WHAT TO WORK ON
In two sentences, summarize the text on African Wildcats below.

EXCERPTED TEXT
In an article titled Humans and Cats - A History, we looked into the early interactions between people and cats that led to domestication.
The start of this process coincided with the rise of agriculture in the Fertile Crescent 9,000-10,000 years ago and the need to protect harvests from grain-eating rodents.
While recent DNA research has identified five species as the closest group of ancestors to domestic cats, the African Wildcat is the cat that some experts believe is the first to be domesticated.
Despite the fact people and cats have shared spaces for thousands of years, there's still a lot people don't know about the cats we live with every day.
At Purina, we've gained so much knowledge about cats with all of the research we've conducted over the course of multiple decades. But we recognized it was time to not only identify what domestic cats do, but establish a link as to why they do it.
We believe that by studying the African Wildcat, we'll gain a deeper understanding of domestic cats in order to strengthen our relationships with them.
So when a member of our team asked, "What are they like in nature?" it was time to hop a plane headed for South Africa to see for ourselves.
Taking a Closer Look
African Wildcats can be quite elusive in the wild. To encounter them up close, the team worked with a number of game reserves. Some were geared toward big game. Others focused on rescuing and rehabilitating indigenous cats from the region.
At first encounter, one thing immediately jumped out at members of the team, each of whom works with domestic cats.

DATA EXTRACT
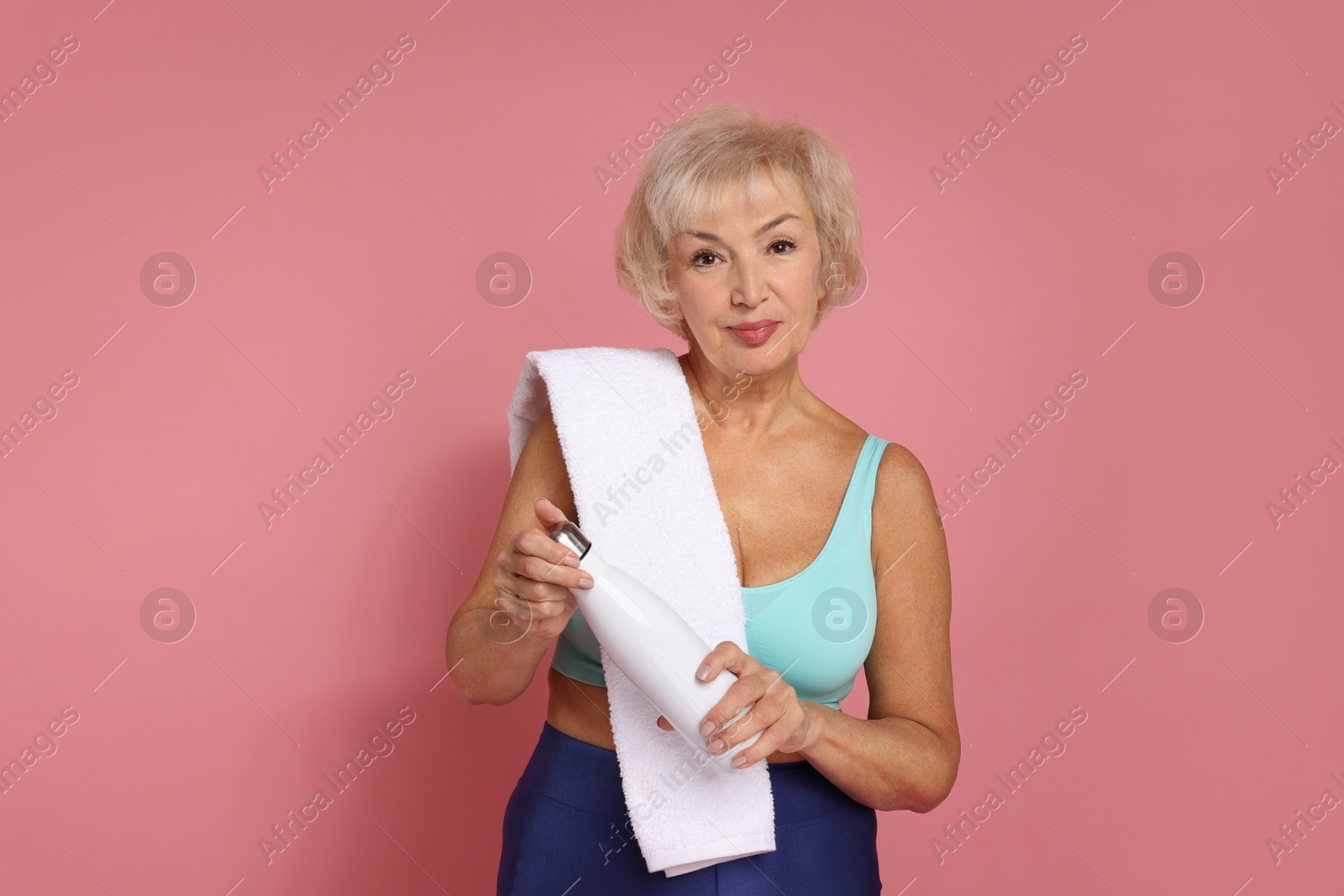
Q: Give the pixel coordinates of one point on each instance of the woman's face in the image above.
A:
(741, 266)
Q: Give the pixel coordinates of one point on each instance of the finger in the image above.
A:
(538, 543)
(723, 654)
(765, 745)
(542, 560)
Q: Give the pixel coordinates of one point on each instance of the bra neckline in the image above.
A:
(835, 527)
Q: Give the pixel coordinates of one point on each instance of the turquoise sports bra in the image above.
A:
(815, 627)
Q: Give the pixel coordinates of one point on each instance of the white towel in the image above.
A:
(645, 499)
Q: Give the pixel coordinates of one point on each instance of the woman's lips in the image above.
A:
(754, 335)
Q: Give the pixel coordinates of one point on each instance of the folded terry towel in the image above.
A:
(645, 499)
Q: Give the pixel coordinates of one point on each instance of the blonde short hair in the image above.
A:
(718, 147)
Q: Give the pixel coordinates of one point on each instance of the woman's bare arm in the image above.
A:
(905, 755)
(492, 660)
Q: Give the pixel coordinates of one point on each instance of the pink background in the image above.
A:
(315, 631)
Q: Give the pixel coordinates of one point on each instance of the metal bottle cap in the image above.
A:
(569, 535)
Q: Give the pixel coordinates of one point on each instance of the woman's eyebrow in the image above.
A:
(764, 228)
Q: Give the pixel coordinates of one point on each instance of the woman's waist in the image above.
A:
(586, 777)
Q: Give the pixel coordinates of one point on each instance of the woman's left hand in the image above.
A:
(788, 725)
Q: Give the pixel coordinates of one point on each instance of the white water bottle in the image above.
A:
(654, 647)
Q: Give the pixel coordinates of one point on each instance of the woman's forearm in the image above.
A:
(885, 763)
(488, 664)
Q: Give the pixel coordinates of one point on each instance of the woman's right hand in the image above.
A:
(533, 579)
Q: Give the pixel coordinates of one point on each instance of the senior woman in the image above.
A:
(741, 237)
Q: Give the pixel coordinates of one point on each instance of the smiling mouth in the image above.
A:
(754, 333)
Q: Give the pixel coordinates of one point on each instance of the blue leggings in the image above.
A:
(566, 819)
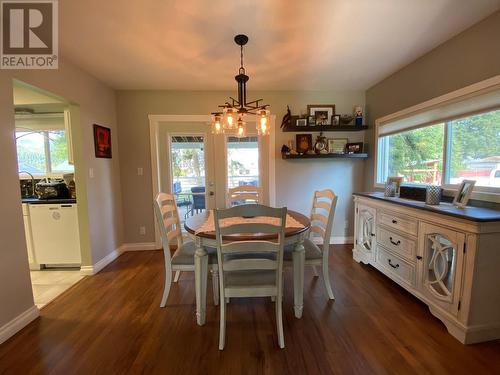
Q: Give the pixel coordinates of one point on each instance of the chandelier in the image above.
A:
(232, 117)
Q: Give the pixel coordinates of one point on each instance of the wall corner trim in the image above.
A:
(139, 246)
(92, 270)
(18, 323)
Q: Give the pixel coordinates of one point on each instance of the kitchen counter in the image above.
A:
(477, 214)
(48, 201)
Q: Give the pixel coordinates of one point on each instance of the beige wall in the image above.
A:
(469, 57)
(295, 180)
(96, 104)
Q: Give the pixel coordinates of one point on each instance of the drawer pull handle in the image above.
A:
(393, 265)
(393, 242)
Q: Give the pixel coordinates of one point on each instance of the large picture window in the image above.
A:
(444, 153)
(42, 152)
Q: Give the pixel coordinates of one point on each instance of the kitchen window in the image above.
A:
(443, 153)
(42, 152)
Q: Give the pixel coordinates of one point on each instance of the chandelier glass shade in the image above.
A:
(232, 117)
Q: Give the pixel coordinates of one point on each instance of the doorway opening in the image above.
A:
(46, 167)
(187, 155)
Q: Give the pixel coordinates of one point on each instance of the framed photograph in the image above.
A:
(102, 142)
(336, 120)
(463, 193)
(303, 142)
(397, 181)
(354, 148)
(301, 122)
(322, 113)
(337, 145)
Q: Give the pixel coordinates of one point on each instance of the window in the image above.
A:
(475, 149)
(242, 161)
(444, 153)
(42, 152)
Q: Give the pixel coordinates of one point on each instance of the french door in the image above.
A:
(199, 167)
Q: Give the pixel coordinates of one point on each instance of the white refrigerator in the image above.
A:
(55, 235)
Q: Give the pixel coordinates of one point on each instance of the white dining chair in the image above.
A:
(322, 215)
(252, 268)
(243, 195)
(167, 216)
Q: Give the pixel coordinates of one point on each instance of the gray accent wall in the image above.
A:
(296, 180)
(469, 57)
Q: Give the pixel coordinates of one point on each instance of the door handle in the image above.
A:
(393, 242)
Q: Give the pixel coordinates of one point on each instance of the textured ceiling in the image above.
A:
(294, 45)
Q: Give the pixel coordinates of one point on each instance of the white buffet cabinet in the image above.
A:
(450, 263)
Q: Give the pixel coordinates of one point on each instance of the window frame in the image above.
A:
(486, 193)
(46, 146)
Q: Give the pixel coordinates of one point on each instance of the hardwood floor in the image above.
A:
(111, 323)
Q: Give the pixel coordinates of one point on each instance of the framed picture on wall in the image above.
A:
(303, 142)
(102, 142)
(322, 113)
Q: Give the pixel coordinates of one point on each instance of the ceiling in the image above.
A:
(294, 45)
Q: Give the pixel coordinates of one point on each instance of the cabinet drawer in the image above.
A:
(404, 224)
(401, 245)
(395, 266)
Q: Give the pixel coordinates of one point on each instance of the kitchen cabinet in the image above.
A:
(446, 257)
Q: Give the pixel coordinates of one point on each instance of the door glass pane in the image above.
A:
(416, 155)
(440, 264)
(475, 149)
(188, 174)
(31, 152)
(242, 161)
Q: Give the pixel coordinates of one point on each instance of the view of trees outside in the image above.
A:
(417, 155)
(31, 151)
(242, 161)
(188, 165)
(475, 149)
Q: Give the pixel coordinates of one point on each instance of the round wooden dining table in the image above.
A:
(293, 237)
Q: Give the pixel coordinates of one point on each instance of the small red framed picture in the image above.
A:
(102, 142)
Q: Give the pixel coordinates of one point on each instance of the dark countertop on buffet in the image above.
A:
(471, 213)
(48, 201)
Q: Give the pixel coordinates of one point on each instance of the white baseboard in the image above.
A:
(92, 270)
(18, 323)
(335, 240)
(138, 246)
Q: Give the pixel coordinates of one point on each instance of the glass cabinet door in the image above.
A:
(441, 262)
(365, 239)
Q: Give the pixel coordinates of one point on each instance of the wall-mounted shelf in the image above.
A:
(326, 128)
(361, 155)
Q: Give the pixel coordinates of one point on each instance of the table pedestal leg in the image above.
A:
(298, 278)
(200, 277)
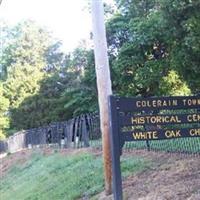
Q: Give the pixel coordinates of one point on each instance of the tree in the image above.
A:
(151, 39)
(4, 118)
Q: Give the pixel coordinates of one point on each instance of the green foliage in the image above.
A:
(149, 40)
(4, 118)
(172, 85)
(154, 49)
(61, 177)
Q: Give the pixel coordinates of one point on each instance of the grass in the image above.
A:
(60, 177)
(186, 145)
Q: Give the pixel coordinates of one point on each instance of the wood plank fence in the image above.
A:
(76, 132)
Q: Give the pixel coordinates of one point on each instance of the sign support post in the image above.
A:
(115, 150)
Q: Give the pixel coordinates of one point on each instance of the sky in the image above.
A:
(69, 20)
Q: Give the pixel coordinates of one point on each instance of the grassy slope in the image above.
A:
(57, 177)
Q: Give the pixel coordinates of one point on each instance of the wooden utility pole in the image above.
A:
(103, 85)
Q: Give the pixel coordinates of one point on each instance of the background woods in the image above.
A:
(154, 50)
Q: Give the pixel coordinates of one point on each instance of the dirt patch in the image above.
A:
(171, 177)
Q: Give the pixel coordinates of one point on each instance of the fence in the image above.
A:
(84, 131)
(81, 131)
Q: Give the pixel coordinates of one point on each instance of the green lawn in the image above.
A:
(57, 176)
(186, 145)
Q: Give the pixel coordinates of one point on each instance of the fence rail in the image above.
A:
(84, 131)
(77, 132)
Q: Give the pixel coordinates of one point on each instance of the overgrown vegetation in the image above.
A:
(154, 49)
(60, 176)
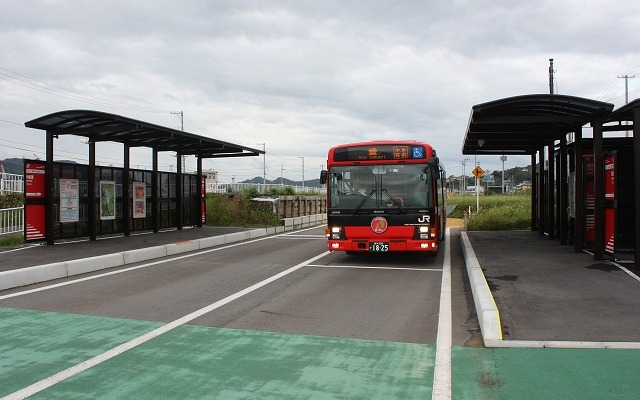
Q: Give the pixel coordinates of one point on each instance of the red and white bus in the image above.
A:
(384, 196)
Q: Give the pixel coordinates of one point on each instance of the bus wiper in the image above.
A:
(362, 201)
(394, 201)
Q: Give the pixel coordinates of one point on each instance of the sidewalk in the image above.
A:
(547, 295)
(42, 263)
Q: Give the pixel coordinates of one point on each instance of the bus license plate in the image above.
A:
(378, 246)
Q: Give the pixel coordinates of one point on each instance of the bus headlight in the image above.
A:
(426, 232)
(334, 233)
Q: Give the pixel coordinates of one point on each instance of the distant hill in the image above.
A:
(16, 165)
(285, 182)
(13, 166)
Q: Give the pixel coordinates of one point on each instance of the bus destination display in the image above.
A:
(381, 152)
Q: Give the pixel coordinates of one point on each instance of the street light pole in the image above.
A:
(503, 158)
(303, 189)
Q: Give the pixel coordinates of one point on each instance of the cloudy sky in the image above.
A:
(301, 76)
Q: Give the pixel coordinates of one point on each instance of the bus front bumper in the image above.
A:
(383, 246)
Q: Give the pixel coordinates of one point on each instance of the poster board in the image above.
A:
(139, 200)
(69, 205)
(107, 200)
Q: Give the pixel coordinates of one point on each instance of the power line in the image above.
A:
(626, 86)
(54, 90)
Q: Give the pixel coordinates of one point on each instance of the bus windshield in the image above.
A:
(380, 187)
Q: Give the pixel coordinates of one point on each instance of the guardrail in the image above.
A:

SOLUTION TO THIS TASK
Cat domestication began 9,000-10,000 years ago in the Fertile Crescent, when agriculture arose and harvests needed protection from grain-eating rodents, and some experts believe the African Wildcat was the first cat to be domesticated. To understand why domestic cats do what they do, Purina's team traveled to South Africa and worked with game reserves to see the elusive African Wildcat up close.